> **Given data**
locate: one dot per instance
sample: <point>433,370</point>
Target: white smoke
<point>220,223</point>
---
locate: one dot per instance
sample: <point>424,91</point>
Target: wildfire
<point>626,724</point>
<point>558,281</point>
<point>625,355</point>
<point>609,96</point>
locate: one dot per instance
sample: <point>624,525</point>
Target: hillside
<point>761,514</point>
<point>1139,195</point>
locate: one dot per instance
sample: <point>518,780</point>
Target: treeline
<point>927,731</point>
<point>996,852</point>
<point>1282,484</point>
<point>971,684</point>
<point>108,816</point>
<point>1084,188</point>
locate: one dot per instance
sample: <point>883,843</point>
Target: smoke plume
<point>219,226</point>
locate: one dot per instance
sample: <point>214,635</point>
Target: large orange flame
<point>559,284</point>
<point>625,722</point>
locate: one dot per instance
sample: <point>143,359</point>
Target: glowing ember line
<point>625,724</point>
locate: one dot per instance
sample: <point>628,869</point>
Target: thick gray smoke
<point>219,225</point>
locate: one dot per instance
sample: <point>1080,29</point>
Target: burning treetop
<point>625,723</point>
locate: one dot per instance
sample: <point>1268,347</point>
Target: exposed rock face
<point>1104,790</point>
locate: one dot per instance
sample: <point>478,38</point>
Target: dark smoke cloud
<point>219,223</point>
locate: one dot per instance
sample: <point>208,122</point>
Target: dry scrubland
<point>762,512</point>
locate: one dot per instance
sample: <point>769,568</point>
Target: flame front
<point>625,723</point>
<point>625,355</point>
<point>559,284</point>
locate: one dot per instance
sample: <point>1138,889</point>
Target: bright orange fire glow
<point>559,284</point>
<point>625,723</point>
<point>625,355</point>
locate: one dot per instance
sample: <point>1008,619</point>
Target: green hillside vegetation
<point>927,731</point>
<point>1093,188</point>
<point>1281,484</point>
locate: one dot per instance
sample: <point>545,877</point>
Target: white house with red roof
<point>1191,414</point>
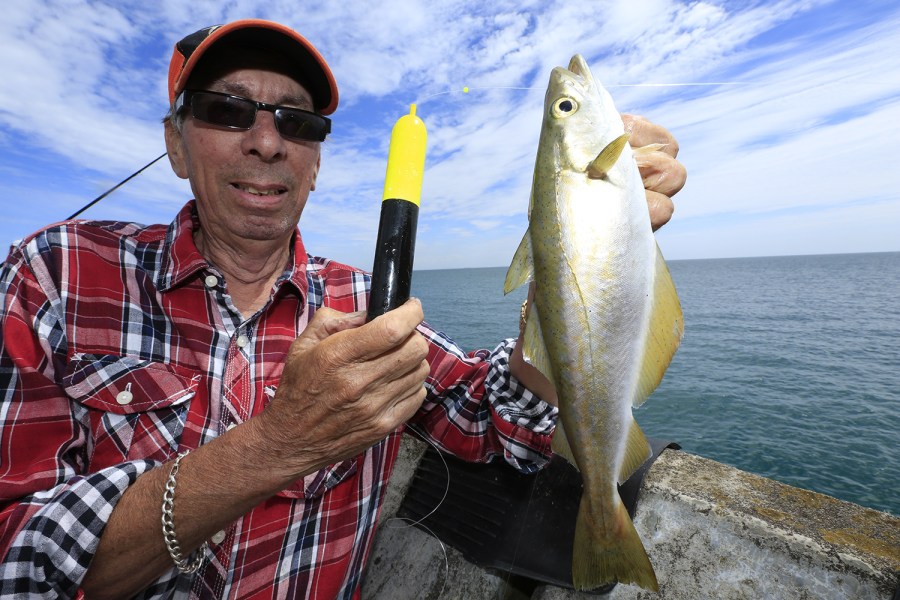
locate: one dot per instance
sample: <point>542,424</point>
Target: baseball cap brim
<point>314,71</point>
...
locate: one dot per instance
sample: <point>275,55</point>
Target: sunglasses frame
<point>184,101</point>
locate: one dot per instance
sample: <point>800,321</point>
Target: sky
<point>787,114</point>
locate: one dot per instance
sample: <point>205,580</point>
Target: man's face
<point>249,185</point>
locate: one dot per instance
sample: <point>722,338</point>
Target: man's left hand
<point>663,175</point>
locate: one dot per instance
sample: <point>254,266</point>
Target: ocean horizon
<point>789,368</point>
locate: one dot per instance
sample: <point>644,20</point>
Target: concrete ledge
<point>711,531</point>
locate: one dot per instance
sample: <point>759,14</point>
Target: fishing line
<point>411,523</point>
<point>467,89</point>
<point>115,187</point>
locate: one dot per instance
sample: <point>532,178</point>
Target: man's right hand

> **What needs to be done**
Using the records above, set down exactly the lines from the one with "sample: <point>424,91</point>" through the one with "sample: <point>769,568</point>", inclusive, and nothing more.

> **Solution**
sample: <point>424,91</point>
Target: wildfire
<point>626,724</point>
<point>558,281</point>
<point>625,355</point>
<point>609,96</point>
locate: one dot per instance
sample: <point>624,525</point>
Target: hillside
<point>761,514</point>
<point>1139,195</point>
locate: one dot per instance
sample: <point>518,780</point>
Target: treeline
<point>927,731</point>
<point>996,852</point>
<point>1282,484</point>
<point>971,684</point>
<point>108,816</point>
<point>1084,188</point>
locate: one dot per instance
sample: <point>883,843</point>
Target: smoke plume
<point>219,226</point>
locate: one dot per instance
sample: <point>214,635</point>
Target: large orange flame
<point>559,284</point>
<point>625,722</point>
locate: one dot per instance
sample: <point>143,359</point>
Target: glowing ember line
<point>625,724</point>
locate: one dot per instance
sample: <point>628,869</point>
Target: thick gray smoke
<point>219,225</point>
locate: one dot per instance
sample: <point>1080,29</point>
Target: burning treetop
<point>625,723</point>
locate: one dot per instance
sample: <point>1268,347</point>
Target: exposed rock face
<point>1104,790</point>
locate: one dot per instance
sample: <point>478,38</point>
Target: dark smoke cloud
<point>219,223</point>
locate: one dot per instance
sample: <point>208,122</point>
Target: dry scrubland
<point>762,512</point>
locate: one dot per instance
sample: <point>769,568</point>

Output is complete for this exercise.